*** Opening of Material provided ***

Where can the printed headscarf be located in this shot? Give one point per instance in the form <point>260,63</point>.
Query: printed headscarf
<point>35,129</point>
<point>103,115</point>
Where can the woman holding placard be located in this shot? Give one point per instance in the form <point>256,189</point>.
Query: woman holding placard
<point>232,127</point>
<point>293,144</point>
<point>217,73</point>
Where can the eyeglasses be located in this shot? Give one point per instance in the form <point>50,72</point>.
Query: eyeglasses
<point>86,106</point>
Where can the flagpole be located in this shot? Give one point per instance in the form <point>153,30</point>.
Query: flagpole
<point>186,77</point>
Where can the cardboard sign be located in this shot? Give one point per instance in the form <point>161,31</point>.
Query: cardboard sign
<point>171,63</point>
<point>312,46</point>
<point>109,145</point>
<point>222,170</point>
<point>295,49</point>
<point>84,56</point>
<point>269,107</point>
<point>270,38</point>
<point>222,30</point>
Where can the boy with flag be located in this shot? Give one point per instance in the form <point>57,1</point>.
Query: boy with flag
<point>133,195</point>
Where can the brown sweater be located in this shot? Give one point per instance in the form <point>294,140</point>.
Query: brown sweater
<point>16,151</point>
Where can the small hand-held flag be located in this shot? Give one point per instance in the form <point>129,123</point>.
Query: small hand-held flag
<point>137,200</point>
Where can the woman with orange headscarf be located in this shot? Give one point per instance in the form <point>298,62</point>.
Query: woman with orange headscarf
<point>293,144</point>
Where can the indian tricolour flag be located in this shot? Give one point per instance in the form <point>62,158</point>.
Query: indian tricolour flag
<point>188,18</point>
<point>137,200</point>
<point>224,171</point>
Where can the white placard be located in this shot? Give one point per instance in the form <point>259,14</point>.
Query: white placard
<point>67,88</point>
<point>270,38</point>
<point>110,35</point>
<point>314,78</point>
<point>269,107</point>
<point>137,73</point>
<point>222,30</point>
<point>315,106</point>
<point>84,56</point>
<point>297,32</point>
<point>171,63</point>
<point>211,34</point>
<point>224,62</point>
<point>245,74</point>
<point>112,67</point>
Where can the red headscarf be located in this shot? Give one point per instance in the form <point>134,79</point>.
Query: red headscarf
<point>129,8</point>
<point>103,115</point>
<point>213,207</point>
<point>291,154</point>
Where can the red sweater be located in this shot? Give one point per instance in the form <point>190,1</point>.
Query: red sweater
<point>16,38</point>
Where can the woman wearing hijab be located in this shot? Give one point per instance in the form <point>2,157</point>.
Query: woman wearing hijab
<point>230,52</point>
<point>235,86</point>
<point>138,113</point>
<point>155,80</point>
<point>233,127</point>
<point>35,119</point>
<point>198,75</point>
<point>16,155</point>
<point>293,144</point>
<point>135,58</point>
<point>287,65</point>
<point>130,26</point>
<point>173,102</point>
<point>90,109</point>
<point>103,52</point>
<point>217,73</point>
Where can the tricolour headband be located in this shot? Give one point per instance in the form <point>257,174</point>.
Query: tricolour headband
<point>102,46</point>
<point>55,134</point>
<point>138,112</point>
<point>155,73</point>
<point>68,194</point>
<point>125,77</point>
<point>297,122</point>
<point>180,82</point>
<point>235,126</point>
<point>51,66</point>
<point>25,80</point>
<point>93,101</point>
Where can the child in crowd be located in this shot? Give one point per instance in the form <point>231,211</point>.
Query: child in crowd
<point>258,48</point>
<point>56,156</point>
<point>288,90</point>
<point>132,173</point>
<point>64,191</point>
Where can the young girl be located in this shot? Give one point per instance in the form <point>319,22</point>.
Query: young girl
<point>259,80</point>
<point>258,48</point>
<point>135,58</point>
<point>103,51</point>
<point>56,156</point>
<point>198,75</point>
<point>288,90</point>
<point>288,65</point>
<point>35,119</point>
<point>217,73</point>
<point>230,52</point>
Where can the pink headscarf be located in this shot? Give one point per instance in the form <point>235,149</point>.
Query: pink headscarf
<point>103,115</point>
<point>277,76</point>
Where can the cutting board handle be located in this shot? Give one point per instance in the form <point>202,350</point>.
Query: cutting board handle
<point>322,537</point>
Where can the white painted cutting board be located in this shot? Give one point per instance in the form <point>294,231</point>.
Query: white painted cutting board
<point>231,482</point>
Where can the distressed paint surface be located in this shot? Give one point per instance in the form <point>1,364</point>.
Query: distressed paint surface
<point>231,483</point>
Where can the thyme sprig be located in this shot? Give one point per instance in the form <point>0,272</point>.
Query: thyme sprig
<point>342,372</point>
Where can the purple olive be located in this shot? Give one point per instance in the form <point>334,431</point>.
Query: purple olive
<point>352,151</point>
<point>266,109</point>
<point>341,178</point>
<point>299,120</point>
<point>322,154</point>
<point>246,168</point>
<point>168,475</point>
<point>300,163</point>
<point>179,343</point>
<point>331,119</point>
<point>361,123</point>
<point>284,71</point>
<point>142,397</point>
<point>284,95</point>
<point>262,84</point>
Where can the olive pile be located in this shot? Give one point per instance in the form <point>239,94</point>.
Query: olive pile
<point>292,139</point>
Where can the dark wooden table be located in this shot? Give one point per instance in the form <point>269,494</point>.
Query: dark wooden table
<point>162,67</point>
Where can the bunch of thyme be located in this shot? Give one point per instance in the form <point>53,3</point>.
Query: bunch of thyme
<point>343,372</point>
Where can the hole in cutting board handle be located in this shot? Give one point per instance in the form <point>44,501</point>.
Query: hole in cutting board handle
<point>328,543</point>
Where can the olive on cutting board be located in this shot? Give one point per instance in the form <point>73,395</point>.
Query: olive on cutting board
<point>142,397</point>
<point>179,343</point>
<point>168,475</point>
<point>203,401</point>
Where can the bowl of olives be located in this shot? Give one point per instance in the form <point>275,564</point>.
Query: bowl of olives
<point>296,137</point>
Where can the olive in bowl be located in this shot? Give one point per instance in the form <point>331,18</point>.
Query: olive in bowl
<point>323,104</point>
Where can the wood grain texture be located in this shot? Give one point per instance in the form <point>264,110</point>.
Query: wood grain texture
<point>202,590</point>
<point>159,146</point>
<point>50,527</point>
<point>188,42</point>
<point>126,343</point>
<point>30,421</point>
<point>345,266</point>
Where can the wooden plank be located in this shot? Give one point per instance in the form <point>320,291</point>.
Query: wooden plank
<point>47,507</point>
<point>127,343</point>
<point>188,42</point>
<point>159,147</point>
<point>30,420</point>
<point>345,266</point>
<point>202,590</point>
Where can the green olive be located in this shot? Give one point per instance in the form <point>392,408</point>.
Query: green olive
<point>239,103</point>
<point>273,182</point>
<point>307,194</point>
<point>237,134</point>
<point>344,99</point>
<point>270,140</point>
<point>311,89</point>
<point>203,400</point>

*** Close of Material provided ***

▸ Exercise goal: All of the material above should be printed again exactly as it is.

▸ Response:
Where can the printed headscarf be located in this shot? Give one point per instance in the form <point>260,63</point>.
Query: printed headscarf
<point>35,129</point>
<point>103,115</point>
Where can the woman holding placard be located in this shot? Give one point per instance in the form <point>256,189</point>.
Query: woman holding placard
<point>232,127</point>
<point>293,144</point>
<point>217,73</point>
Where can the eyeglasses be located in this shot? Give one point per instance in the form <point>50,72</point>.
Query: eyeglasses
<point>86,106</point>
Where can the flagpole be located in this shot? Give one point per instance in the form <point>153,30</point>.
Query: flagpole
<point>186,77</point>
Where can the cardboard sign be located in this shot? Give one point per instance in the form <point>161,31</point>.
Query: cardboard sign
<point>171,63</point>
<point>312,46</point>
<point>109,145</point>
<point>222,170</point>
<point>295,49</point>
<point>84,56</point>
<point>269,107</point>
<point>270,38</point>
<point>222,30</point>
Where can the boy with flag be located in this shot? Give one point per instance in the form <point>57,1</point>.
Query: boy with flag
<point>133,195</point>
Where can the brown sweater be located in this shot? Give one point per instance in the form <point>294,140</point>.
Query: brown sweater
<point>16,151</point>
Where can the small hand-held flag be located in this shot? Give one point per instance in the form <point>129,123</point>.
Query: small hand-held flag
<point>137,200</point>
Where can the woman with orange headscarf be located in this shot? Give one point per instance in the form <point>298,62</point>.
Query: woman with orange headscarf
<point>293,144</point>
Where can the indian tricolour flag be located in this shot? Give one point per instance in the form <point>62,158</point>.
Query: indian tricolour flag
<point>188,18</point>
<point>137,200</point>
<point>224,171</point>
Where can the white placard be located in this shot? Give one point per instance in the form <point>259,14</point>.
Query: white placard
<point>67,88</point>
<point>270,38</point>
<point>110,35</point>
<point>314,78</point>
<point>269,107</point>
<point>137,73</point>
<point>222,30</point>
<point>315,106</point>
<point>84,56</point>
<point>297,32</point>
<point>171,63</point>
<point>211,34</point>
<point>224,62</point>
<point>245,74</point>
<point>112,67</point>
Where can the red headscarf be located in this shot? Give one point per instance in the form <point>134,79</point>.
Query: red headscarf
<point>129,8</point>
<point>103,115</point>
<point>213,207</point>
<point>291,154</point>
Where can the red sweater be located in this shot? Give one point per instance in the form <point>190,1</point>.
Query: red sweater
<point>16,38</point>
Where can the woman wearing hijab be located in this shot? Give one point per instance in the form <point>2,157</point>.
Query: woman wearing hijab
<point>230,52</point>
<point>235,86</point>
<point>138,113</point>
<point>155,80</point>
<point>233,127</point>
<point>35,119</point>
<point>198,75</point>
<point>16,155</point>
<point>293,144</point>
<point>135,58</point>
<point>287,65</point>
<point>130,26</point>
<point>173,102</point>
<point>90,109</point>
<point>103,52</point>
<point>217,73</point>
Where can the tricolour headband be located in this shot? Give one point per instance in the form <point>257,174</point>.
Query: tricolour headband
<point>102,46</point>
<point>55,134</point>
<point>138,112</point>
<point>155,73</point>
<point>68,194</point>
<point>125,77</point>
<point>297,122</point>
<point>180,82</point>
<point>235,126</point>
<point>51,66</point>
<point>25,80</point>
<point>93,101</point>
Where can the child in crowd be located in this shot? Give one point per instance in the form <point>231,211</point>.
Query: child in crowd
<point>258,48</point>
<point>56,156</point>
<point>288,90</point>
<point>132,173</point>
<point>64,191</point>
Where can the young girl be located in this shot? Give one point per instance in the form <point>319,22</point>.
Query: young girl
<point>259,80</point>
<point>258,48</point>
<point>135,58</point>
<point>103,51</point>
<point>56,156</point>
<point>198,75</point>
<point>288,90</point>
<point>288,65</point>
<point>35,119</point>
<point>217,73</point>
<point>230,52</point>
Where can the pink headscarf be located in this shot? Give one point per instance in the form <point>235,149</point>.
Query: pink headscarf
<point>103,115</point>
<point>277,76</point>
Where can the cutting board handle be located in this shot? Give one point per instance in the form <point>202,350</point>.
Query: cutting board handle
<point>322,537</point>
Where can the white painted cutting board be located in this shot? Give one point per instance in the form <point>294,231</point>.
Query: white painted cutting board
<point>231,482</point>
Where can the distressed paint surface be located in this shot? Give one point per instance in the form <point>1,364</point>.
Query: distressed paint surface
<point>231,483</point>
Where can the thyme sprig be located in this shot? Give one point per instance in the form <point>0,272</point>.
Query: thyme sprig
<point>342,372</point>
Where can the purple olive be located in this shot? Give one point per instance in the form <point>334,431</point>.
Query: purple olive
<point>352,151</point>
<point>266,109</point>
<point>341,178</point>
<point>299,120</point>
<point>322,154</point>
<point>246,168</point>
<point>168,475</point>
<point>300,163</point>
<point>179,343</point>
<point>331,119</point>
<point>361,123</point>
<point>284,71</point>
<point>142,397</point>
<point>284,95</point>
<point>262,84</point>
Where can the olive pile be located in this shot? Give one point per instance in the form <point>239,94</point>.
Query: olive pile
<point>292,139</point>
Where can the dark wooden table be located in this shot? Give one point per instance in the form <point>269,494</point>.
Query: dark wooden table
<point>162,67</point>
Where can the bunch of thyme be located in this shot? Give one point per instance in the form <point>53,3</point>.
Query: bunch of thyme
<point>343,372</point>
Where can the hole in cutting board handle be located in this shot? Give one point per instance in the form <point>44,501</point>.
Query: hole in cutting board handle
<point>328,543</point>
Where can the olive on cutting board be located in this shot? Give one point per instance in the form <point>73,395</point>.
Query: olive on cutting board
<point>142,397</point>
<point>179,343</point>
<point>168,475</point>
<point>203,401</point>
Where can the bowl of olives be located in this shot? Give one point per instance in the form <point>275,564</point>.
Query: bowl of olives
<point>296,137</point>
Where can the olive in bowl be located in this shot? Give one point per instance in the form <point>331,18</point>.
Query: olive in bowl
<point>323,104</point>
Where can the wood grain texture be located in this shot? Give one point per instance in the form <point>264,110</point>.
Query: wood grain texture
<point>202,590</point>
<point>159,146</point>
<point>50,527</point>
<point>188,42</point>
<point>126,343</point>
<point>30,421</point>
<point>345,266</point>
Where can the wooden plank be located in this shot? Give one point per instance in the form <point>320,291</point>.
Query: wooden plank
<point>47,507</point>
<point>127,343</point>
<point>188,42</point>
<point>159,147</point>
<point>30,420</point>
<point>345,266</point>
<point>202,590</point>
Where can the green olive be located in this shot? Give one point per instance in the form <point>392,408</point>.
Query: green olive
<point>239,103</point>
<point>273,182</point>
<point>307,194</point>
<point>237,134</point>
<point>344,99</point>
<point>270,140</point>
<point>311,89</point>
<point>203,400</point>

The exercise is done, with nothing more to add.